— BEGIN Entries supplied —

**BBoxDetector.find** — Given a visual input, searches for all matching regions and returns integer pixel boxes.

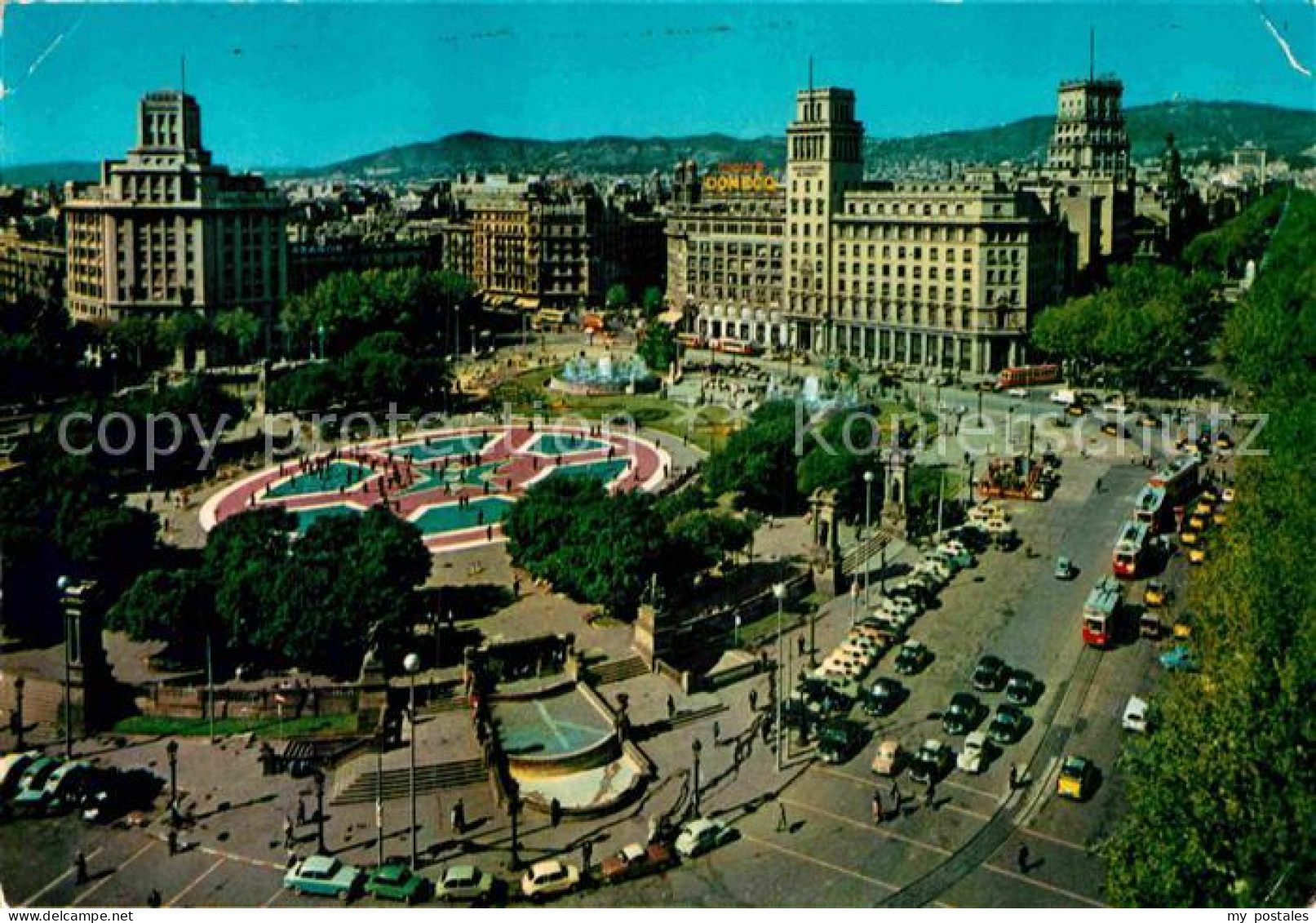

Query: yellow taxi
[1056,756,1095,801]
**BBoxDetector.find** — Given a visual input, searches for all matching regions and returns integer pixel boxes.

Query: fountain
[549,353,658,397]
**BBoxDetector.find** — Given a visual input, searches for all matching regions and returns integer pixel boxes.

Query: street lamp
[165,740,178,827]
[403,655,420,872]
[689,738,704,819]
[859,472,876,612]
[773,584,786,771]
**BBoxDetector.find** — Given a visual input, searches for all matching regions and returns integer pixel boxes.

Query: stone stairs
[330,758,488,805]
[590,657,649,686]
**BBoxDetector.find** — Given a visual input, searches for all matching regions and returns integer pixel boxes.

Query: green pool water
[530,433,608,455]
[543,458,631,483]
[292,506,361,535]
[267,461,370,498]
[388,433,488,461]
[413,496,512,535]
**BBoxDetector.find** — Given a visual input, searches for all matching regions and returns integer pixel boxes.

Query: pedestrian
[453,798,466,836]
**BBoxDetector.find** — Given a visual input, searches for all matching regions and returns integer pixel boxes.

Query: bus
[996,365,1061,391]
[712,337,758,356]
[1148,455,1202,507]
[1083,577,1124,648]
[1133,485,1170,532]
[1110,519,1151,578]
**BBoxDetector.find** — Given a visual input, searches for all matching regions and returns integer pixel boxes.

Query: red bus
[1110,519,1151,578]
[1083,577,1124,648]
[996,365,1061,391]
[712,337,758,356]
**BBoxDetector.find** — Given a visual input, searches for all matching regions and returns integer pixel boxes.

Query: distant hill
[303,101,1316,179]
[7,101,1316,185]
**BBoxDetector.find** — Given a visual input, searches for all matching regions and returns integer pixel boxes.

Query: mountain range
[0,101,1316,184]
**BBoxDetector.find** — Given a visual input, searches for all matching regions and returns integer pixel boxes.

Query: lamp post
[55,577,73,760]
[313,769,325,853]
[165,740,178,827]
[773,584,786,771]
[689,738,704,819]
[403,655,420,872]
[13,677,28,751]
[375,734,384,868]
[859,472,876,612]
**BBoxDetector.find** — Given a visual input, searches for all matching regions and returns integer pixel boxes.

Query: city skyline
[0,4,1316,169]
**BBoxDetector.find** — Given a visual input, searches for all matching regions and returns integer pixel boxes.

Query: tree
[215,308,262,361]
[704,400,800,513]
[641,286,663,320]
[636,322,676,374]
[603,282,631,311]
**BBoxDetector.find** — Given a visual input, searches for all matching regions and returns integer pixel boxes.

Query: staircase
[590,657,649,686]
[330,758,488,805]
[841,530,893,574]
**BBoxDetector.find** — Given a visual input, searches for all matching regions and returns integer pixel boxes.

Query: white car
[521,859,580,901]
[1120,695,1148,734]
[955,730,987,774]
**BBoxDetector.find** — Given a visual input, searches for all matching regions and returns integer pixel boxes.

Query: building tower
[783,77,863,352]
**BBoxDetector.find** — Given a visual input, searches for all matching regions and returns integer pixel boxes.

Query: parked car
[676,818,734,859]
[955,730,987,774]
[863,677,906,717]
[1158,644,1200,672]
[521,859,580,901]
[1056,756,1095,801]
[872,739,904,775]
[818,717,869,762]
[434,865,494,903]
[366,863,432,903]
[973,655,1009,693]
[599,843,676,885]
[283,856,365,902]
[895,641,932,676]
[910,739,950,785]
[941,693,983,738]
[987,702,1028,747]
[1120,695,1148,734]
[1005,670,1039,708]
[1142,581,1170,608]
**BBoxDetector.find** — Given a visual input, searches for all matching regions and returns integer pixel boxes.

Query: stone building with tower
[64,90,287,339]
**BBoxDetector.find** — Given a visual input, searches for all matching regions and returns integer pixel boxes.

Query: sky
[0,0,1316,169]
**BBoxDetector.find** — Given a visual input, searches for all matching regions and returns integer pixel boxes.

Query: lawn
[110,713,357,738]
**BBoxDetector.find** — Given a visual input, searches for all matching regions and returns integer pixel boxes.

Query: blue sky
[0,0,1316,167]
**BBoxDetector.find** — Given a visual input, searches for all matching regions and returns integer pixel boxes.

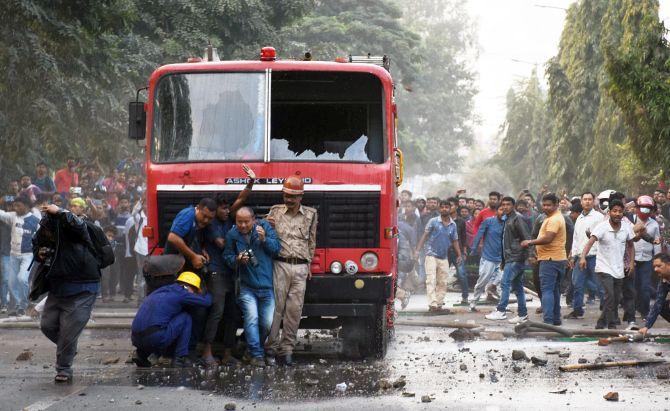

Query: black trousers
[596,273,624,328]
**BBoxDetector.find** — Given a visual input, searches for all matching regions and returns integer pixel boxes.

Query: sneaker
[249,357,265,368]
[509,315,528,324]
[485,310,507,320]
[563,311,584,320]
[626,321,640,331]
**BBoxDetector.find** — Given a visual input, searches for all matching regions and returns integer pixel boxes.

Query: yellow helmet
[177,271,200,291]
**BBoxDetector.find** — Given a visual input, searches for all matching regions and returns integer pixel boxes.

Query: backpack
[84,219,114,269]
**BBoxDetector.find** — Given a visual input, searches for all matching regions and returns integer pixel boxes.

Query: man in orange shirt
[521,193,568,325]
[473,191,501,233]
[54,158,79,195]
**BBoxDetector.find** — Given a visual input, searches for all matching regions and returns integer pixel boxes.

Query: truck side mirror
[128,101,147,140]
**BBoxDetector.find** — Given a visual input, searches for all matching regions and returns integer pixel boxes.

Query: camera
[242,248,258,267]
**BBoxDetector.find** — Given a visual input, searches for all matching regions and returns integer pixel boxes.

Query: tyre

— END Entries supplied —

- Work to complete: Please pick out and copy every line of the records above that contains the string "stone". Case counts.

- Output below:
Query: stone stairs
Query: stone building with tower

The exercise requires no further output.